=== Exercises to complete ===
1: In the RC analysis passage, how many people were in the Class 1 group?
2: Restate the portion of the RC analysis passage that opens with the words containing "Analysis of changes" and closes with "in different subgroups.", substituting "distribution chart" for each instance of "density plot".
3: Please pick up the RC analysis passage after its final sentence and write what comes next.

=== Document segment ===
'''

Figure 2A shows how the clustered population was divided. In Fig. 2B, for the Class 1 (n = 2,219) population, the RC range increased from 22.04 (12.76, 34.02) mg/dL × years in 2012 to 29.73 (22.39, 39.96) mg/dL × years in 2015 (P < 0.001), with a Cum-RC of 78.82 (57.94, 108.90) mg/dL × years; additionally, the RC showed a rapid increasing trend. For the Class 2 (n = 3,153) group, the RC range increased from 18.56 (10.82, 30.54) mg/dL × years in 2012 to 23.94 (18.15, 32.05) mg/dL × years in 2015 (P < 0.001), with a Cum-RC of 65.06 (47.51, 92.71) mg/dL × years, and the RC showed a slow increasing trend. Moreover, Fig. 2C and D show the distributions of RCs in the Class 1 and Class 2 groups, respectively, and reveal the differences between the two groups. Notably, these data all exhibited a nonnormal distribution.

Fig. 2
figure 2

Analysis of changes in RC via the K-means clustering model. (A) Scatterplot visualizing the distribution of two categories of data based on K-means clustering; (B) trend of RC change in two categories of population after clustering; (C) density plot of RC distribution in 2012 for two categories of population; (D) density plot of RC distribution in 2015 for two categories of population

RCS modeling was used to explore the dose-response relationship between the Cum-RC and CVD risk. Subgroup analyses were performed. In addition, an analysis was performed to determine whether there was an interaction effect between these risk factors and the Cum-RC on the development of CVD and test for trends in exposure levels in different subgroups.

In addition, a weighted quantile sum (WQS) regression model was utilized to explore the overall association between exposure to the three lipids (TC, LDL, and HDL) among the RC components and CVD risk and to establish the relative contribution of each lipid to CVD risk [23]. In the WQS regression, the weight values for exposure range from 0 to 1, and the sum of the weights is 1 [24]. A higher weight value indicates a greater degree of contribution of the component exposure to the overall load. WQS regression was used to assess the association between combined exposure to the three lipids as a whole and CVD risk. The exposure level of each lipid was converted into an ordinal variable that was weighted and summed in interquartile form to obtain the sum of the weighted quartiles of all exposure elements (WQS index). The WQS index represents the overall exposure load of the three lipids and was combined with the covariates above in a regression model reflecting the effect of combined exposure on outcome [25].

'''

=== Data provided ===
'''

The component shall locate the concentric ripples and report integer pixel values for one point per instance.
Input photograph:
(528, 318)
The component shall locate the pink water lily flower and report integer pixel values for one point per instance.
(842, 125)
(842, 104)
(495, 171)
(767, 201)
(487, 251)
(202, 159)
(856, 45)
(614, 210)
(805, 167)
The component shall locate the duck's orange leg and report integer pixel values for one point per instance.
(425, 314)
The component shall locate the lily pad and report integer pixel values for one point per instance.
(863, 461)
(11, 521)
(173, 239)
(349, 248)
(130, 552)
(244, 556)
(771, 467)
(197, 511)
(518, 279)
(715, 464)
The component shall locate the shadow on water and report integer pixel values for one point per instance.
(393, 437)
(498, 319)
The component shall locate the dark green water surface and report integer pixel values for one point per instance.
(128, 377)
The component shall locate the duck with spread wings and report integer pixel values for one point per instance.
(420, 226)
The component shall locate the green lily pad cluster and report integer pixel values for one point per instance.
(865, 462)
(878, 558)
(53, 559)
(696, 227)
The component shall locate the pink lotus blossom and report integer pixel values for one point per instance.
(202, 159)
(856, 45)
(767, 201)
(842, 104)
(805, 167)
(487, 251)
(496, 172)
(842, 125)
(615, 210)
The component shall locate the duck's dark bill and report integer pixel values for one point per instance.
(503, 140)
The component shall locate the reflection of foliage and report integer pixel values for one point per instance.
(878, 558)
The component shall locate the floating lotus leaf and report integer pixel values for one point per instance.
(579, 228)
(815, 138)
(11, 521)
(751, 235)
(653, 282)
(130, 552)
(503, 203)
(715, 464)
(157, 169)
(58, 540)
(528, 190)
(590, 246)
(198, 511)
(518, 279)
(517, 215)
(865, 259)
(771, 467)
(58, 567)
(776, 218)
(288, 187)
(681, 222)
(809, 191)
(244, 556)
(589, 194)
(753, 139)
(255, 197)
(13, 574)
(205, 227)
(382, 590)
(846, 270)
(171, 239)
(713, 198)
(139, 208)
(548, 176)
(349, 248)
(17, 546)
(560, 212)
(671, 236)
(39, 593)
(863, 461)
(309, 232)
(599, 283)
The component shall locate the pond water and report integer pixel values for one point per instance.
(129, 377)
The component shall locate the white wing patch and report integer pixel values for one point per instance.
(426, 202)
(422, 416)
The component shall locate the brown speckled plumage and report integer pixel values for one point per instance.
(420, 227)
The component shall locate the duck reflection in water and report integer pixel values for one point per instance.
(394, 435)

'''

=== Numbered responses ===
1: 2,219

2:
Analysis of changes in RC via the K-means clustering model. (A) Scatterplot visualizing the distribution of two categories of data based on K-means clustering; (B) trend of RC change in two categories of population after clustering; (C) distribution chart of RC distribution in 2012 for two categories of population; (D) distribution chart of RC distribution in 2015 for two categories of population

RCS modeling was used to explore the dose-response relationship between the Cum-RC and CVD risk. Subgroup analyses were performed. In addition, an analysis was performed to determine whether there was an interaction effect between these risk factors and the Cum-RC on the development of CVD and test for trends in exposure levels in different subgroups.

3:
The statistical analyses were completed using Stata 16.0 and R 4.1.1 software.


Baseline characteristics

There were 5,372 people in this study, with a median age of 58 years. A total of 45.94% of the participants were male, 53.02% had completed elementary school and above, and 47.82% were rural dwellers. Based on data from 2012 to 2015, the medians (IQRs) for RC were 19.72 (11.60, 32.09) mg/dL × years and 25.87 (19.69, 35.91) mg/dL × years, respectively. The median (IQR) for Cum-RC was 70.13 (51.55, 100.30) mg/dL × years. Compared to those in the Class 1 group, the Class 2 participants were younger; had a greater proportion of males, smokers, and alcoholics; were more educated; had a lower BMI, systolic blood pressure (SBP), and diastolic blood pressure (DBP); had a lower incidence of hypertension and dyslipidemia; and had lower levels of FPG, Hba1c, UA, TC, HDL, LDL, and Cum-RC (P < 0.05). In addition, tertiles of Cum-RC levels were used to divide participants into 3 groups (Table 1). Compared with those in the first tertile (T1), participants in the third tertile (T3) were younger; had a greater proportion of females and nonsmokers; had a greater BMI; and had a greater incidence of hypertension, dyslipidemia, and diabetes (P < 0.001). In addition, increased Cum-RC was positively correlated with SBP, DBP, FPG, HbA1c, UA, TC, LDL, RC2012, and RC2015 and negatively correlated with HDL (P < 0.001).

Table 1 Baseline characteristics

Associations between Cum-RC scores and new-onset CVD incidence

Table 2 shows that after 3 years of follow-up, 669 participants (12.45%) developed CVD, 407 (7.58%) had heart disease, and 300 (5.58%) had stroke. There was a lower risk of CVD in the Class 2 subgroup than in the Class 1 subgroup, with a lower risk of heart disease; moreover, the risk of stroke occurrence did not significantly differ. In addition, a comparison of T3 with T1 in the Cum-RC cohort revealed a risk of CVD (OR = 1.27, 95% CI = 1.02–1.58), heart disease (OR = 1.17, 95% CI = 0.90–1.54), and stroke (OR = 1.51, 95% CI = 1.09–2.07). Notably, Cum-RC was significantly associated with an elevated risk of CVD and stroke (P for trend = 0.033 and 0.012, respectively). However, the increase in the risk of developing heart disease was nonsignificant (P for trend = 0.249). Notably, in the RCS regression model, a positive linear correlation between Cum-RC and CVD risk was observed (P for nonlinearity = 0.679) (Fig. 3).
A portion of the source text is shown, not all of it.